____ Passage given

Skip to content

rhinoceros7/flash

Folders and files

NameName
Last commit message
Last commit date

Latest commit

 

History

21 Commits
 
 
 
 
 
 
 
 
 
 
 
 
 
 

Repository files navigation

Flash

Verifiable, append-only event streams for high-integrity data capture.


Overview

At a high level, Flash gives you:

  • Flash Record Format (FRF):

    • Files start with a fixed magic + version header.
    • The rest of the file is a sequence of time-ordered frames.
    • Each frame has a small header, a payload, and a link into a BLAKE3 hash chain.
  • Data vs control frames:

    • FRF itself is type-agnostic.
    • A type field lets you treat some frames as data records and others as control/metadata.
    • The CLI and higher-level tooling layer the semantics on top.
  • Integrity and verifiability:

    • Per-frame CRC32 checksums catch local corruption.
    • A rolling BLAKE3 hash chain ties frames together in order.
    • A final FSIG trailer (optional) can seal the file with:
      • A BLAKE2b-256 digest over the file contents.
      • The final hash-chain tip.
      • An Ed25519 signature and a small block of metadata.
  • Core library (frf):

    • Framed I/O (read/write frames).
    • CRC + hash-chain maintenance.
    • Helpers for exposing the chain tip and other metadata to callers.
  • CLI tools:

    • flash ingest - write new .flsh files from streams.
    • flash verify - check structure, hashes, and optional FSIG seal.
    • flash repair - salvage damaged files and reseal them as SALVAGE.
    • flash index - build sidecar index files for faster seeking.
    • flash replay - stream records back out with filters.
    • flash merge - combine multiple streams into a new file.
    • flash export - export verified files to NDJSON.

________
____ Collected material

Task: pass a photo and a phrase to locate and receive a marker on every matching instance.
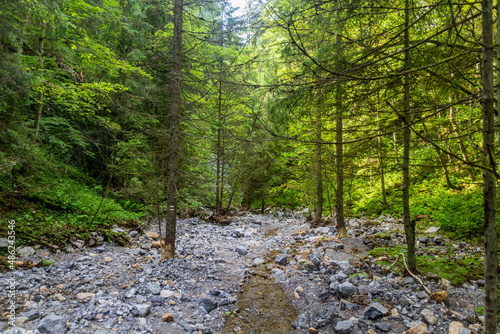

________

Set exercise 1:
Answer these questions from the Flash README:
(a) Which hash function forms the rolling chain that links frames in order?
(b) What digest does the optional FSIG trailer compute over the file contents?
(c) Which command turns verified files into NDJSON?
Set exercise 2: Write the next portion of the Flash README, picking up right after its last line.
The material comes from a different source than the Flash README.

Exercise response 1:
(a) BLAKE3.
(b) A BLAKE2b-256 digest.
(c) flash export.

Exercise response 2:
    • flash info - simple header/metadata inspection.

Flash is currently oriented around crypto / market data capture, but the format is general enough to be used anywhere you need append-only, timestamped records with replay and integrity built in.


Status

Flash is experimental and still evolving.

  • The magic/version header is fixed, but the on-disk format may still change.
  • The CLI surface is stabilizing, but subcommands and flags are not guaranteed to be frozen yet.
  • You should not treat this as a fully baked compliance/archive solution yet.

Use it, kick the tires, and expect some rough edges.


Building

Flash is built with CMake and a C17-capable compiler.

Requirements

  • C compiler with C17 support (clang, gcc, MSVC, etc.)
  • CMake 3.x
  • A reasonably POSIX-like environment (Linux, macOS, WSL, or Windows with MSVC/MinGW)

All required crypto primitives are bundled (BLAKE3 and Monocypher), so you should not need to install extra libraries.

Build steps

From the project root:

cmake -S . -B build
cmake --build build --config Release

This will produce a flash binary in build/bin/.

You can verify it is working with:

build/bin/flash --help

Quickstart

Here is a minimal end-to-end example:

# 1) Ingest some lines from stdin into a new stream
printf 'one
two
' | build/bin/flash ingest demo.flsh from stdin as lines

# 2) Verify integrity (FRF scan and FSIG if present)
build/bin/flash verify demo.flsh

# 3) Replay records (raw and human-readable)
build/bin/flash replay demo.flsh
build/bin/flash replay demo.flsh --human

# 4) Export to NDJSON
build/bin/flash export demo.flsh > demo.ndjson

Exact options and subcommands are defined in the CLI sources, but the general flow is:

  1. Ingest data into .flsh.
  2. Verify the file.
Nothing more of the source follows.